--- Exercise description ---
Rewrite the items below as a numbered list, one line per number, skipping any blank lines. Leave the pictures out of your answer.

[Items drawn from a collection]

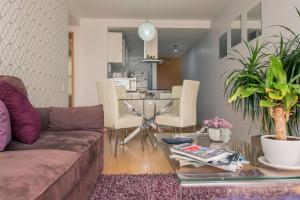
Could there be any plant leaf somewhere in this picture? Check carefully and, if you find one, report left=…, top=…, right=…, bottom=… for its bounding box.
left=259, top=100, right=275, bottom=108
left=269, top=56, right=287, bottom=84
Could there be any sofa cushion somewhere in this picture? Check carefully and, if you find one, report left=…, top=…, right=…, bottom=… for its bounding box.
left=0, top=100, right=11, bottom=151
left=0, top=82, right=41, bottom=144
left=6, top=131, right=103, bottom=177
left=48, top=105, right=103, bottom=131
left=0, top=150, right=80, bottom=200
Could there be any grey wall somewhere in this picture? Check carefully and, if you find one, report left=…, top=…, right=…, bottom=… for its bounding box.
left=183, top=0, right=300, bottom=141
left=0, top=0, right=68, bottom=106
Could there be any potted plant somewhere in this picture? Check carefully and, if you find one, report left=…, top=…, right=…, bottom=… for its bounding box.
left=203, top=117, right=232, bottom=143
left=225, top=9, right=300, bottom=166
left=229, top=56, right=300, bottom=166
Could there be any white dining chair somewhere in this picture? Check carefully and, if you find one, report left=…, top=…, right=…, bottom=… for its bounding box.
left=96, top=79, right=143, bottom=156
left=169, top=85, right=182, bottom=114
left=155, top=80, right=200, bottom=132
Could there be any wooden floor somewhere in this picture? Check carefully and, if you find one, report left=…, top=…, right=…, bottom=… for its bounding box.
left=103, top=132, right=173, bottom=174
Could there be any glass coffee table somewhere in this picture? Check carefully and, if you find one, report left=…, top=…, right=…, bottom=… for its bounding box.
left=155, top=133, right=300, bottom=186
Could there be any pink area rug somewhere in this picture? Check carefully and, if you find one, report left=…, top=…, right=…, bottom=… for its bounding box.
left=89, top=174, right=300, bottom=200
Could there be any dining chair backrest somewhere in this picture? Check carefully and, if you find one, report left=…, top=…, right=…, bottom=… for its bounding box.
left=179, top=80, right=200, bottom=127
left=171, top=85, right=182, bottom=98
left=116, top=85, right=127, bottom=99
left=97, top=79, right=120, bottom=128
left=116, top=85, right=128, bottom=115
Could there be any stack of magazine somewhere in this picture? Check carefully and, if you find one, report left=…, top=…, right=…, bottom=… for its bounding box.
left=170, top=143, right=249, bottom=172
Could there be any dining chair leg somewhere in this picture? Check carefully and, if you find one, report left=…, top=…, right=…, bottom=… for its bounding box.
left=125, top=128, right=128, bottom=137
left=107, top=129, right=113, bottom=142
left=115, top=129, right=119, bottom=157
left=141, top=130, right=144, bottom=151
left=147, top=128, right=156, bottom=149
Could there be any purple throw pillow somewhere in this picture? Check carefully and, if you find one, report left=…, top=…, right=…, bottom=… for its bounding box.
left=0, top=82, right=41, bottom=144
left=0, top=100, right=11, bottom=151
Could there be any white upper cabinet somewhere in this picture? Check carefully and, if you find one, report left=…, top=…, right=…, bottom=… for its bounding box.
left=107, top=32, right=126, bottom=66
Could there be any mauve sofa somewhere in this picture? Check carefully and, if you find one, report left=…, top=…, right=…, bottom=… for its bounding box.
left=0, top=76, right=103, bottom=200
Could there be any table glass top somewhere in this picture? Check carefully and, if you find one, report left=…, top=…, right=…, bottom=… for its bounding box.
left=119, top=97, right=180, bottom=101
left=156, top=133, right=300, bottom=185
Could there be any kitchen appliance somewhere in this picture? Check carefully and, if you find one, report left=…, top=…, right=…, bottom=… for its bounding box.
left=112, top=78, right=136, bottom=91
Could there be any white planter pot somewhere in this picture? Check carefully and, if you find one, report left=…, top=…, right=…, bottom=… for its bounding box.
left=207, top=128, right=231, bottom=143
left=261, top=135, right=300, bottom=167
left=207, top=128, right=222, bottom=142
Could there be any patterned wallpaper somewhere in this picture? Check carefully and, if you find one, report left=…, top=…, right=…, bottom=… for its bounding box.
left=0, top=0, right=68, bottom=106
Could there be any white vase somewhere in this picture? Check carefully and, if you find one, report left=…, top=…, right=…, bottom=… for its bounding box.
left=207, top=128, right=231, bottom=143
left=220, top=128, right=231, bottom=143
left=261, top=135, right=300, bottom=167
left=207, top=128, right=223, bottom=142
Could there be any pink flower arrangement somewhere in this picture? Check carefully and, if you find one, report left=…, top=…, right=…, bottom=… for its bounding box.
left=203, top=117, right=232, bottom=129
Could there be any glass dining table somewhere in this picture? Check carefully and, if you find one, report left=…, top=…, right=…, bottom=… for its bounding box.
left=119, top=95, right=180, bottom=147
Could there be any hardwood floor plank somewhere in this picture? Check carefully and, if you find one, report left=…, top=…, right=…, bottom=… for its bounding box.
left=103, top=131, right=173, bottom=174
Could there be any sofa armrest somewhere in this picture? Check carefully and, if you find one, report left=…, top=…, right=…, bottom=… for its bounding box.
left=48, top=105, right=104, bottom=131
left=35, top=108, right=49, bottom=131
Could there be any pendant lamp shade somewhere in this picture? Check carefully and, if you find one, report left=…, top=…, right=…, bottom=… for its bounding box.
left=138, top=22, right=156, bottom=42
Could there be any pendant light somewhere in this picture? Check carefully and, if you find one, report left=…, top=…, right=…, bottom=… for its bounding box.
left=138, top=0, right=157, bottom=42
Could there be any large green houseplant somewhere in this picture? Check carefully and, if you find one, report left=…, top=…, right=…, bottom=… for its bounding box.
left=225, top=7, right=300, bottom=166
left=229, top=56, right=300, bottom=140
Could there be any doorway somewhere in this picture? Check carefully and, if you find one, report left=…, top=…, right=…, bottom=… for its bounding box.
left=68, top=32, right=74, bottom=107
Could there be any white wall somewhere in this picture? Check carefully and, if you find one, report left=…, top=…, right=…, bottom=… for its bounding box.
left=183, top=0, right=300, bottom=141
left=0, top=0, right=68, bottom=106
left=69, top=19, right=210, bottom=106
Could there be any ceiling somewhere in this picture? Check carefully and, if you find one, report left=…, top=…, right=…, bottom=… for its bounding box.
left=70, top=0, right=231, bottom=20
left=110, top=28, right=207, bottom=58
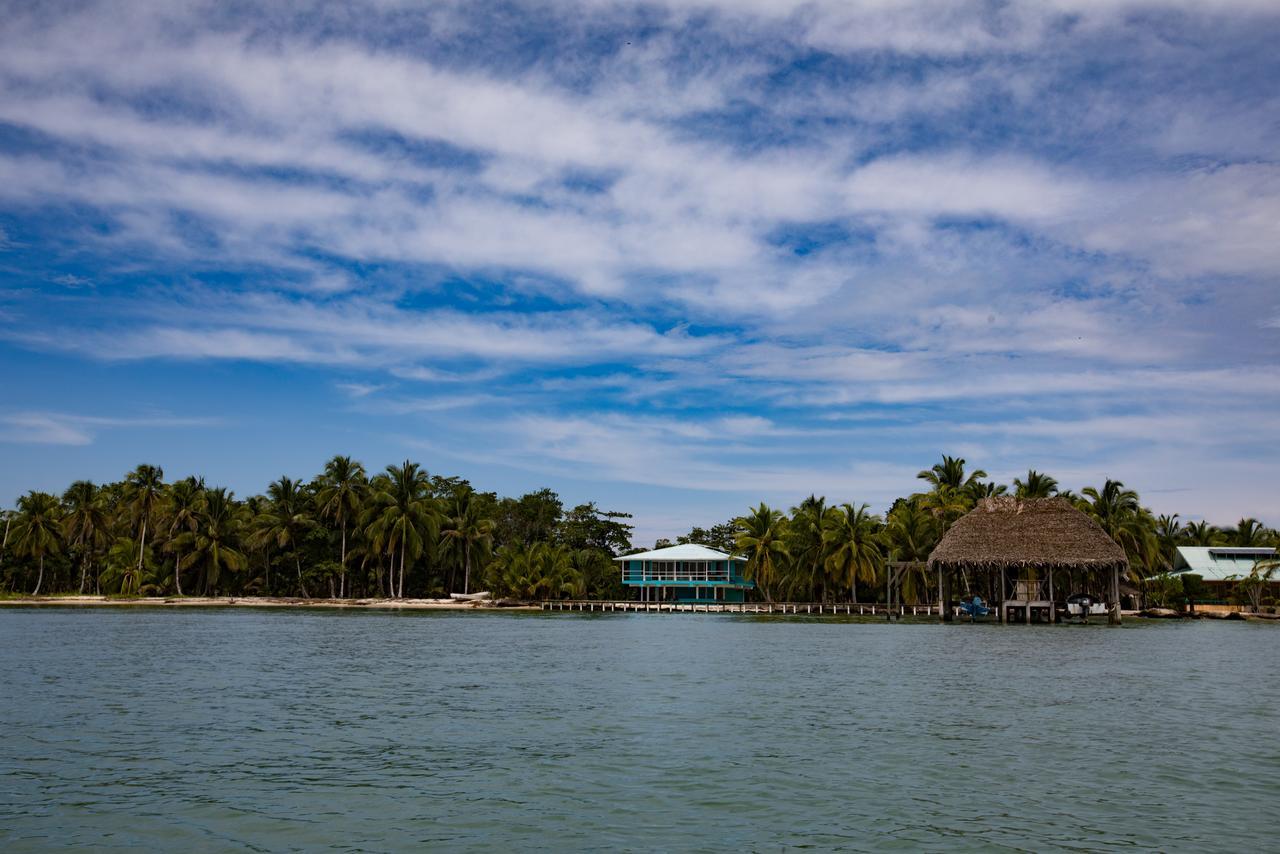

--- Worked solution ---
1. Could there be any plant leaf somewhere in this picture? Check carefully and, if you find one, report left=…, top=…, right=…, bottom=… for its bounding box.
2. left=259, top=100, right=275, bottom=108
3. left=269, top=56, right=287, bottom=84
4. Could there be any sofa cushion somewhere in this picture? Check carefully and, if you find one, report left=…, top=…, right=…, bottom=… for its bounding box.
5. left=0, top=100, right=11, bottom=151
6. left=0, top=82, right=41, bottom=144
7. left=6, top=131, right=103, bottom=177
8. left=48, top=105, right=103, bottom=131
9. left=0, top=150, right=80, bottom=200
10. Could there be any grey wall somewhere in this picture? Check carefully and, if you find one, report left=…, top=…, right=…, bottom=… for its bounding box.
11. left=183, top=0, right=300, bottom=141
12. left=0, top=0, right=68, bottom=106
13. Could there be any potted plant somewhere in this picture? Check carefully and, if you find one, report left=…, top=…, right=…, bottom=… for its bounding box.
14. left=203, top=117, right=232, bottom=143
15. left=225, top=9, right=300, bottom=166
16. left=229, top=56, right=300, bottom=166
17. Could there be any white dining chair somewhere in this picture? Check carefully and, if you find one, report left=…, top=…, right=…, bottom=… for its bounding box.
18. left=96, top=79, right=143, bottom=156
19. left=169, top=85, right=182, bottom=114
20. left=155, top=80, right=200, bottom=132
21. Could there be any wooden floor somewhere in this picture? Check carefully and, if you find one, report left=…, top=…, right=…, bottom=… for its bounding box.
22. left=103, top=132, right=173, bottom=174
23. Could there be any glass coffee table somewhere in this picture? Check carefully and, if you find one, report left=…, top=…, right=…, bottom=… for its bounding box.
24. left=155, top=133, right=300, bottom=186
25. Could there be any pink area rug somewhere in this picture? Check carefully and, if you find one, report left=…, top=…, right=…, bottom=… for its bounding box.
26. left=89, top=174, right=300, bottom=200
27. Could there be any dining chair backrest somewhere in this picture? Check carefully and, if you find one, report left=…, top=…, right=…, bottom=… for its bounding box.
28. left=179, top=80, right=200, bottom=127
29. left=171, top=85, right=182, bottom=98
30. left=116, top=85, right=127, bottom=99
31. left=97, top=79, right=120, bottom=128
32. left=116, top=85, right=128, bottom=115
33. Could there be any stack of magazine somewhere in this picture? Check carefully and, if you find one, report left=…, top=…, right=…, bottom=… for its bounding box.
34. left=170, top=143, right=249, bottom=172
35. Could there be any dining chair leg somewhere in this picture? Check carefully and, if you find one, report left=…, top=…, right=…, bottom=… for its bounding box.
36. left=125, top=128, right=128, bottom=137
37. left=107, top=129, right=113, bottom=142
38. left=115, top=129, right=119, bottom=157
39. left=141, top=130, right=144, bottom=151
40. left=147, top=128, right=156, bottom=149
41. Could there be any purple throw pillow somewhere in this picture? Check carefully and, if you find one, report left=…, top=…, right=…, bottom=… for its bounding box.
42. left=0, top=82, right=41, bottom=144
43. left=0, top=100, right=11, bottom=151
44. Could there be any white upper cabinet somewhere in this picture? Check carefully and, if you find one, report left=…, top=…, right=…, bottom=… for its bounding box.
45. left=107, top=32, right=126, bottom=66
46. Could there be any mauve sofa somewhere in this picture? Check carefully and, if you find one, report left=…, top=…, right=…, bottom=… for its bounding box.
47. left=0, top=76, right=103, bottom=200
48. Could there be any table glass top somewhere in this picture? Check carefully and, if you find one, report left=…, top=…, right=…, bottom=… for its bounding box.
49. left=119, top=97, right=180, bottom=101
50. left=156, top=133, right=300, bottom=185
51. Could there be any kitchen appliance somewhere in this picture? Check carefully and, if you find one, report left=…, top=…, right=…, bottom=… for its bounding box.
52. left=112, top=78, right=136, bottom=91
53. Could there be any white planter pot somewhere in this picture? Check carefully and, if you find one, report left=…, top=…, right=…, bottom=… for its bounding box.
54. left=207, top=128, right=231, bottom=143
55. left=261, top=135, right=300, bottom=167
56. left=207, top=128, right=222, bottom=142
57. Could there be any patterned wallpaper somewhere in this picture? Check carefully and, if you find one, report left=…, top=…, right=…, bottom=… for its bounding box.
58. left=0, top=0, right=68, bottom=106
59. Could there be any white vase somewhere in this picture? Check carefully and, if you find one, report left=…, top=…, right=…, bottom=… for its bounding box.
60. left=207, top=128, right=231, bottom=143
61. left=220, top=128, right=231, bottom=143
62. left=261, top=135, right=300, bottom=167
63. left=207, top=128, right=223, bottom=142
64. Could there be any pink flower arrangement somewhere in this picture? Check carefully and, if you find one, report left=…, top=…, right=…, bottom=… for its bounding box.
65. left=203, top=117, right=232, bottom=129
66. Could there be any glass dining table somewhere in this picture? Check carefully and, if you find one, report left=…, top=…, right=…, bottom=… for its bounding box.
67. left=119, top=95, right=180, bottom=147
68. Could there be any hardwood floor plank somewhere in this picture? Check carefully and, if you find one, report left=…, top=…, right=…, bottom=… for its bounding box.
69. left=103, top=131, right=173, bottom=174
70. Could there be any sofa armrest somewhere in this picture? Check carefully and, if you find one, report left=…, top=…, right=…, bottom=… for its bounding box.
71. left=48, top=105, right=104, bottom=131
72. left=35, top=108, right=49, bottom=131
73. Could there be any pendant lamp shade somewhere in this picture? Check carefully and, if you find one, report left=…, top=…, right=…, bottom=… for its bounding box.
74. left=138, top=22, right=156, bottom=42
75. Could there be any pendant light somewhere in this picture? Check carefully and, if you find one, report left=…, top=…, right=…, bottom=… for its bounding box.
76. left=138, top=0, right=157, bottom=42
77. Could there be any large green houseplant somewhere in this picture? Check carefully and, if you find one, report left=…, top=…, right=…, bottom=… for its bounding box.
78. left=225, top=7, right=300, bottom=166
79. left=229, top=56, right=300, bottom=140
80. Could there be any doorway somewhere in this picture? Check carefully and, if you find one, report left=…, top=…, right=…, bottom=… for its bounding box.
81. left=68, top=32, right=74, bottom=107
82. Could there be any white wall somewhere in this picture? Check carefully and, if you find one, report left=…, top=…, right=…, bottom=… for its bounding box.
83. left=183, top=0, right=300, bottom=141
84. left=0, top=0, right=68, bottom=106
85. left=69, top=19, right=210, bottom=106
86. Could there be any ceiling somewhere in this picture? Check carefully and, if you find one, report left=…, top=…, right=…, bottom=… for its bounding box.
87. left=70, top=0, right=231, bottom=20
88. left=110, top=28, right=207, bottom=58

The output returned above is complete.